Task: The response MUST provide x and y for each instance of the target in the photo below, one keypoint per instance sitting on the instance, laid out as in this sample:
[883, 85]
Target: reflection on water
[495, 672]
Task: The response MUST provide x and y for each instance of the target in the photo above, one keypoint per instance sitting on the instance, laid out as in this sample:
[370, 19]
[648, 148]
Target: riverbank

########################################

TASK ITEM =
An exact reproduction of all the entries, complete to the last line, is needed.

SOLVED EXERCISE =
Task: The response MUST provide x and y for each instance of the target in the photo below, one keypoint per instance sitting on the instance, laid out as in this sample:
[883, 85]
Target: reflection on water
[495, 672]
Task: The response MUST provide x and y for each instance of the target in the photo above, one keypoint per instance sitting on the instance, laid out as in this sample:
[370, 19]
[648, 148]
Target: riverbank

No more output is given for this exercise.